— START OF Source extract —

Step 3: Configure the scheduled trigger

Add to the functions array in cloudbaserc.json:

{
"name": "monitorFnErrors",
"timeout": 60,
"memorySize": 256,
"runtime": "Nodejs16.13",
"handler": "index.main",
"triggers": [
{
"name": "every-5min",
"type": "timer",
"config": "0 */5 * * * * *"
}
]
}

0 */5 * * * * * is a 7-field cron expression meaning "run every 5 minutes". For full cron syntax, see schedule-cloud-function-cron-job Step 2.

Step 4: Deploy and configure environment variables

tcb login --apiKeyId your-key-id --apiKey your-key
tcb fn deploy monitorFnErrors -e your-env-id

In Console → Cloud Functions → monitorFnErrors → Environment Variables, add:

VariableValueSource
TCB_ENVCurrent environment IDCloudBase Console home page
TENCENT_SECRET_IDsecretIdTencent Cloud "Access Management / API Keys"
TENCENT_SECRET_KEYsecretKeySame as above
WECOM_WEBHOOK_KEYwebhook key UUIDWeCom group bot — see connect-wecom-webhook-cloud-function
MONITOR_FN_LISTgetLoginTicket,wecomNotify,dailyReportComma-separated list of functions to monitor
ERROR_THRESHOLD10 (default)Alert if errors in 5 minutes exceed this count

Step 5: Avoiding false positives

After running for a while, you will notice some "not real errors" situations. Common filters:

1. Transient failures during deployment

tcb fn deploy will cause a few seconds of 502. The simplest approach is a "maintenance window" environment variable:

const MAINT_END = Number(process.env.MAINT_END_AT || 0); // timestamp; no alerts before this time
if (Date.now() < MAINT_END) {
console.log('[monitor] in maintenance window, skip');
return { ok: true, skipped: true };
}

Manually update MAINT_END_AT before deployment (set it to the expected completion time + 5 minutes).

— END OF Source extract —
— START OF Given data —

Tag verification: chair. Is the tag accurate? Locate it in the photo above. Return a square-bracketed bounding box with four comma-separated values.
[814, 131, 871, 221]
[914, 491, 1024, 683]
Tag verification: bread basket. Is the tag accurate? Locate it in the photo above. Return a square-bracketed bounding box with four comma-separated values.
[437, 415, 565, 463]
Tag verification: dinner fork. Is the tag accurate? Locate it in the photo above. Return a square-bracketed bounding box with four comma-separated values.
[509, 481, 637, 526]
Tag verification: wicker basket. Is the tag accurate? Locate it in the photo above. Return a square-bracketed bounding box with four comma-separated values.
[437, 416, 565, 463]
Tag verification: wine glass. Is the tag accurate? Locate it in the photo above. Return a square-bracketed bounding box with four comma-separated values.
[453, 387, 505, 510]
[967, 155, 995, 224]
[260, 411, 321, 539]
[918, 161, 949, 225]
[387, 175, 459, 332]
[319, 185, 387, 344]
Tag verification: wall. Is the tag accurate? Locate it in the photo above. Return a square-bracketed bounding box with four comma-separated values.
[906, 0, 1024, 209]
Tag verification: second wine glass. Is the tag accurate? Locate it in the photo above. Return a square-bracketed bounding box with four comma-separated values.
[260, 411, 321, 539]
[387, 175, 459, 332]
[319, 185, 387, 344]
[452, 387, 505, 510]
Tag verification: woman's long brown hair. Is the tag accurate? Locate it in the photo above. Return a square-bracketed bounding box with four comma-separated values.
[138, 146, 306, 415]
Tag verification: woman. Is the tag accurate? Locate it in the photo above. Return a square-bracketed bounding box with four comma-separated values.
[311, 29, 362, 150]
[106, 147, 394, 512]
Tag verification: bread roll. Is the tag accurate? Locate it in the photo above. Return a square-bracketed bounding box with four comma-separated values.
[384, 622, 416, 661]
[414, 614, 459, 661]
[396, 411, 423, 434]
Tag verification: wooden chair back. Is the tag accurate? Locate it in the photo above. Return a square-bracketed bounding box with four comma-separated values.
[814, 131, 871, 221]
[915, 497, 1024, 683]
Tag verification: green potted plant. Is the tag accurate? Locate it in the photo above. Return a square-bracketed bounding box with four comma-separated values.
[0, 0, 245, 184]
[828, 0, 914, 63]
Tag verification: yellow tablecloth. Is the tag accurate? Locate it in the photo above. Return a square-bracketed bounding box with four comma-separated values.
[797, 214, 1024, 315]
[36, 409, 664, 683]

— END OF Given data —

Written tasks:
1. According to the cloud function setup guide, what does running tcb fn deploy cause?
2. Quote the cloud function setup guide between "1. Transient failures" and "time + 5 minutes).", inclusive.

Results:
1. It causes a few seconds of 502.

2.
1. Transient failures during deployment

tcb fn deploy will cause a few seconds of 502. The simplest approach is a "maintenance window" environment variable:

const MAINT_END = Number(process.env.MAINT_END_AT || 0); // timestamp; no alerts before this time
if (Date.now() < MAINT_END) {
console.log('[monitor] in maintenance window, skip');
return { ok: true, skipped: true };
}

Manually update MAINT_END_AT before deployment (set it to the expected completion time + 5 minutes).